## BEGIN

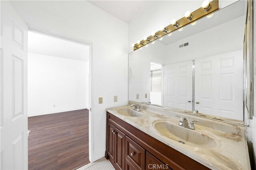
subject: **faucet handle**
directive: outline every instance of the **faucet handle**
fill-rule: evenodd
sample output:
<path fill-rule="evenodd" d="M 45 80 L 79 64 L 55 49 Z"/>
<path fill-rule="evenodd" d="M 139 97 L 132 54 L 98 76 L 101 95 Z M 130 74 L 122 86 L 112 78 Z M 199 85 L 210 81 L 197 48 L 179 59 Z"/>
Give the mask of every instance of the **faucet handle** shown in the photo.
<path fill-rule="evenodd" d="M 188 125 L 188 127 L 190 129 L 195 130 L 195 126 L 194 125 L 194 122 L 200 122 L 200 121 L 191 121 L 190 123 L 189 123 L 189 125 Z"/>
<path fill-rule="evenodd" d="M 200 122 L 200 121 L 196 121 L 195 120 L 194 120 L 193 121 L 191 121 L 190 122 L 190 123 L 194 123 L 194 122 Z"/>
<path fill-rule="evenodd" d="M 175 116 L 176 116 L 176 117 L 179 117 L 180 118 L 180 119 L 181 118 L 181 117 L 179 117 L 179 116 L 178 116 L 178 115 L 175 115 Z"/>

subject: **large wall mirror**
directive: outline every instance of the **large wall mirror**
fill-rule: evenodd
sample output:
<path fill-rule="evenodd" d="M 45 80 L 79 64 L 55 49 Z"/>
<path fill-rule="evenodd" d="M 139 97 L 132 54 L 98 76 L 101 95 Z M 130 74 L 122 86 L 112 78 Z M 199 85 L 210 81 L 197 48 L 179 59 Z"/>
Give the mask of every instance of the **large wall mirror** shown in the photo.
<path fill-rule="evenodd" d="M 130 53 L 129 100 L 244 124 L 247 6 L 238 1 Z"/>

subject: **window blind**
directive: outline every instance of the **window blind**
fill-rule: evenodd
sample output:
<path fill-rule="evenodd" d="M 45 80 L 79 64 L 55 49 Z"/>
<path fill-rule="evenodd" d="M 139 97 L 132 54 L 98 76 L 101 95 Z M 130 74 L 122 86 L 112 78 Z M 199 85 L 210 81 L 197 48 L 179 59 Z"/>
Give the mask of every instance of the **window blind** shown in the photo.
<path fill-rule="evenodd" d="M 150 71 L 150 91 L 161 91 L 162 69 Z"/>

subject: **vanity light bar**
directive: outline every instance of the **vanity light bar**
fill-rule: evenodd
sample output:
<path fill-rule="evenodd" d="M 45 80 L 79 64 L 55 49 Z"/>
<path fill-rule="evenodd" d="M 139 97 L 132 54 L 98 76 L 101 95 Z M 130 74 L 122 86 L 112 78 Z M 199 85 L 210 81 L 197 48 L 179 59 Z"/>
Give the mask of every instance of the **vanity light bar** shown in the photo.
<path fill-rule="evenodd" d="M 186 12 L 186 16 L 177 21 L 173 20 L 172 21 L 172 24 L 161 28 L 161 30 L 156 32 L 152 33 L 152 35 L 148 37 L 145 37 L 144 40 L 139 42 L 139 43 L 137 43 L 133 46 L 133 50 L 138 49 L 148 43 L 154 42 L 154 41 L 166 35 L 170 34 L 172 32 L 180 29 L 187 25 L 195 23 L 197 20 L 212 14 L 218 9 L 218 0 L 213 0 L 210 2 L 206 0 L 203 2 L 202 7 L 192 12 Z"/>

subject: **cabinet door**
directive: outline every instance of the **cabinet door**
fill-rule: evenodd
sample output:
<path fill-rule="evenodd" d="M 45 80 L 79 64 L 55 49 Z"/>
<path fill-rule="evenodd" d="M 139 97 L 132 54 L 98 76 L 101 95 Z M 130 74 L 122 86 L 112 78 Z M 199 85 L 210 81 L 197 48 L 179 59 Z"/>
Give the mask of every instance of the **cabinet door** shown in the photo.
<path fill-rule="evenodd" d="M 125 136 L 125 158 L 136 170 L 145 169 L 145 154 L 144 149 Z"/>
<path fill-rule="evenodd" d="M 115 128 L 115 154 L 114 167 L 116 170 L 124 170 L 125 164 L 125 135 Z"/>
<path fill-rule="evenodd" d="M 127 159 L 125 158 L 125 170 L 137 170 L 136 168 Z"/>
<path fill-rule="evenodd" d="M 147 152 L 146 153 L 146 169 L 172 170 L 168 166 L 168 165 L 164 164 Z"/>
<path fill-rule="evenodd" d="M 107 150 L 108 151 L 108 154 L 109 156 L 109 161 L 112 164 L 114 164 L 114 156 L 115 151 L 115 135 L 114 133 L 114 130 L 115 127 L 111 123 L 108 123 Z"/>

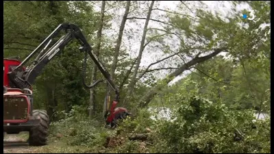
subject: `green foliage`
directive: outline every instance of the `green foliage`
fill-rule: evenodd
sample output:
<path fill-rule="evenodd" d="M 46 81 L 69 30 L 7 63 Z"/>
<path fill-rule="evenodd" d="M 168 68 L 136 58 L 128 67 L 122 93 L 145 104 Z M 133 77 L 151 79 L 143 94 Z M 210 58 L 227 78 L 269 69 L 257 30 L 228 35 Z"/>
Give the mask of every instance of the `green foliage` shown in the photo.
<path fill-rule="evenodd" d="M 253 123 L 252 111 L 230 110 L 220 101 L 192 96 L 182 99 L 175 117 L 175 120 L 163 121 L 158 126 L 161 142 L 154 152 L 270 151 L 269 119 Z M 242 134 L 238 134 L 237 130 Z"/>
<path fill-rule="evenodd" d="M 53 137 L 62 134 L 71 146 L 102 146 L 106 137 L 112 135 L 112 132 L 102 129 L 103 123 L 99 120 L 86 118 L 87 114 L 84 108 L 75 105 L 68 113 L 59 112 L 64 118 L 51 124 L 51 134 Z"/>

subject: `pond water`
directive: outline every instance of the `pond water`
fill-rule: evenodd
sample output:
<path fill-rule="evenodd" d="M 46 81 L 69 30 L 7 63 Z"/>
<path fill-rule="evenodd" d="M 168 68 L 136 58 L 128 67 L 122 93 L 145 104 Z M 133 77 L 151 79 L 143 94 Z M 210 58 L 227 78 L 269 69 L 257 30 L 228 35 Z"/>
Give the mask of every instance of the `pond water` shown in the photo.
<path fill-rule="evenodd" d="M 174 120 L 171 119 L 171 110 L 169 107 L 149 107 L 148 111 L 153 115 L 150 118 L 153 120 Z M 257 119 L 259 116 L 259 120 L 264 120 L 266 117 L 269 116 L 266 113 L 254 113 L 254 117 Z"/>

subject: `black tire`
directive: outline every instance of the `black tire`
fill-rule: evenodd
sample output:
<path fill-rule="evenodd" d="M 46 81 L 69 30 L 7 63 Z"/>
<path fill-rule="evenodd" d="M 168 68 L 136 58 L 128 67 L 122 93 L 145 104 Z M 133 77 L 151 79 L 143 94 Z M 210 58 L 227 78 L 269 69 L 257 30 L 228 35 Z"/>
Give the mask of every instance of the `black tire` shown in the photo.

## END

> THE PROBLEM:
Rewrite all of the items above, changing every "photo" to "image" and leaving everything else as it is. Omit the pictures from your answer.

> SOLUTION BELOW:
subject: **faucet handle**
directive: outline every instance of the **faucet handle**
fill-rule: evenodd
sample output:
<path fill-rule="evenodd" d="M 45 80 L 79 64 L 55 49 Z"/>
<path fill-rule="evenodd" d="M 139 97 L 132 54 L 98 76 L 101 95 Z M 130 74 L 122 86 L 112 78 Z M 199 85 L 210 81 L 197 48 L 179 59 Z"/>
Give the mask of every instance of the **faucet handle** shown in the image.
<path fill-rule="evenodd" d="M 188 125 L 188 127 L 190 129 L 195 130 L 195 126 L 194 125 L 194 122 L 200 122 L 200 121 L 191 121 L 190 123 L 189 123 L 189 125 Z"/>
<path fill-rule="evenodd" d="M 200 122 L 200 121 L 196 121 L 195 120 L 194 120 L 193 121 L 191 121 L 190 122 L 190 123 L 194 123 L 194 122 Z"/>
<path fill-rule="evenodd" d="M 175 116 L 176 116 L 176 117 L 179 117 L 180 118 L 180 119 L 181 118 L 181 117 L 179 117 L 179 116 L 178 116 L 178 115 L 175 115 Z"/>

subject: **large wall mirror**
directive: outline every instance of the **large wall mirror**
fill-rule: evenodd
sample output:
<path fill-rule="evenodd" d="M 45 80 L 79 64 L 55 49 Z"/>
<path fill-rule="evenodd" d="M 139 97 L 132 54 L 98 76 L 101 95 Z M 130 74 L 122 86 L 112 78 Z M 199 85 L 210 81 L 197 48 L 179 59 Z"/>
Give the mask of every instance of the **large wall mirror** shown in the image.
<path fill-rule="evenodd" d="M 130 53 L 129 100 L 244 124 L 247 6 L 238 1 Z"/>

subject: **window blind**
directive: outline every instance of the **window blind**
fill-rule: evenodd
sample output:
<path fill-rule="evenodd" d="M 45 80 L 79 64 L 55 49 Z"/>
<path fill-rule="evenodd" d="M 139 97 L 132 54 L 98 76 L 101 95 Z M 130 74 L 122 86 L 112 78 Z M 199 85 L 210 81 L 197 48 L 179 59 Z"/>
Give the mask of every instance of the **window blind** shown in the image.
<path fill-rule="evenodd" d="M 150 71 L 150 91 L 161 91 L 162 69 Z"/>

subject: **vanity light bar**
directive: outline every instance of the **vanity light bar**
fill-rule: evenodd
sample output:
<path fill-rule="evenodd" d="M 45 80 L 79 64 L 55 49 Z"/>
<path fill-rule="evenodd" d="M 139 97 L 132 54 L 98 76 L 101 95 Z M 130 74 L 122 86 L 112 78 Z M 199 85 L 210 81 L 197 48 L 179 59 Z"/>
Give the mask of every instance of the **vanity light bar** shown in the image.
<path fill-rule="evenodd" d="M 186 12 L 186 16 L 177 21 L 173 20 L 172 21 L 172 24 L 161 28 L 161 30 L 156 32 L 152 33 L 152 35 L 148 37 L 145 37 L 144 40 L 139 42 L 139 43 L 137 43 L 133 46 L 133 50 L 138 49 L 148 43 L 154 42 L 154 41 L 166 35 L 170 34 L 172 32 L 180 29 L 187 25 L 195 23 L 197 20 L 212 14 L 218 9 L 218 0 L 213 0 L 210 2 L 206 0 L 203 2 L 202 7 L 192 12 Z"/>

subject: **cabinet door**
directive: outline every instance of the **cabinet door**
fill-rule: evenodd
sample output:
<path fill-rule="evenodd" d="M 45 80 L 79 64 L 55 49 Z"/>
<path fill-rule="evenodd" d="M 139 97 L 132 54 L 98 76 L 101 95 Z M 130 74 L 122 86 L 112 78 Z M 199 85 L 210 81 L 197 48 L 179 59 Z"/>
Give the mask of every instance of the **cabinet door** shown in the image.
<path fill-rule="evenodd" d="M 125 136 L 125 158 L 136 170 L 145 169 L 145 154 L 144 149 Z"/>
<path fill-rule="evenodd" d="M 115 128 L 115 154 L 114 167 L 116 170 L 124 170 L 125 164 L 125 135 Z"/>
<path fill-rule="evenodd" d="M 127 159 L 125 158 L 125 170 L 137 170 L 136 168 Z"/>
<path fill-rule="evenodd" d="M 147 152 L 146 153 L 146 169 L 172 170 L 168 166 L 168 165 L 164 164 Z"/>
<path fill-rule="evenodd" d="M 107 150 L 108 151 L 108 154 L 109 156 L 109 161 L 112 164 L 114 164 L 114 156 L 115 151 L 115 135 L 114 133 L 114 130 L 115 127 L 111 123 L 108 123 Z"/>

subject: `green foliage`
directive: outline every instance of the `green foliage`
fill-rule: evenodd
sample output:
<path fill-rule="evenodd" d="M 46 81 L 69 30 L 7 63 Z"/>
<path fill-rule="evenodd" d="M 168 68 L 136 58 L 128 67 L 122 93 L 145 104 Z M 133 77 L 151 79 L 143 94 Z M 210 58 L 227 78 L 269 69 L 257 30 L 228 35 Z"/>
Give the mask of every instance of the `green foliage` shown in the image.
<path fill-rule="evenodd" d="M 253 123 L 252 111 L 230 110 L 220 101 L 192 96 L 182 99 L 175 117 L 175 120 L 163 121 L 158 126 L 161 142 L 154 152 L 270 151 L 269 119 Z M 242 134 L 238 134 L 237 130 Z"/>
<path fill-rule="evenodd" d="M 53 137 L 62 134 L 71 146 L 102 146 L 106 137 L 112 135 L 112 132 L 102 129 L 103 123 L 99 120 L 86 118 L 87 114 L 84 108 L 75 105 L 68 113 L 59 112 L 64 118 L 51 124 L 51 134 Z"/>

subject: `pond water`
directive: outline every instance of the `pond water`
fill-rule: evenodd
sample output:
<path fill-rule="evenodd" d="M 46 81 L 69 30 L 7 63 Z"/>
<path fill-rule="evenodd" d="M 168 68 L 136 58 L 128 67 L 122 93 L 145 104 Z M 133 77 L 151 79 L 143 94 Z M 210 58 L 227 78 L 269 69 L 257 30 L 228 35 Z"/>
Give the mask of every instance of the `pond water` shown in the image.
<path fill-rule="evenodd" d="M 174 120 L 171 119 L 171 110 L 169 107 L 149 107 L 148 111 L 153 115 L 150 118 L 153 120 Z M 257 119 L 259 116 L 259 120 L 264 120 L 266 117 L 269 116 L 266 113 L 254 113 L 254 117 Z"/>

subject: `black tire`
directive: outline every instance of the `black tire`
fill-rule: evenodd
sample output:
<path fill-rule="evenodd" d="M 46 81 L 69 30 L 7 63 Z"/>
<path fill-rule="evenodd" d="M 168 68 L 136 58 L 128 67 L 122 93 L 145 104 Z M 133 77 L 151 79 L 143 94 Z M 210 58 L 227 78 L 269 69 L 257 30 L 228 35 Z"/>
Give the mask of every instance of the `black tire` shown in the image.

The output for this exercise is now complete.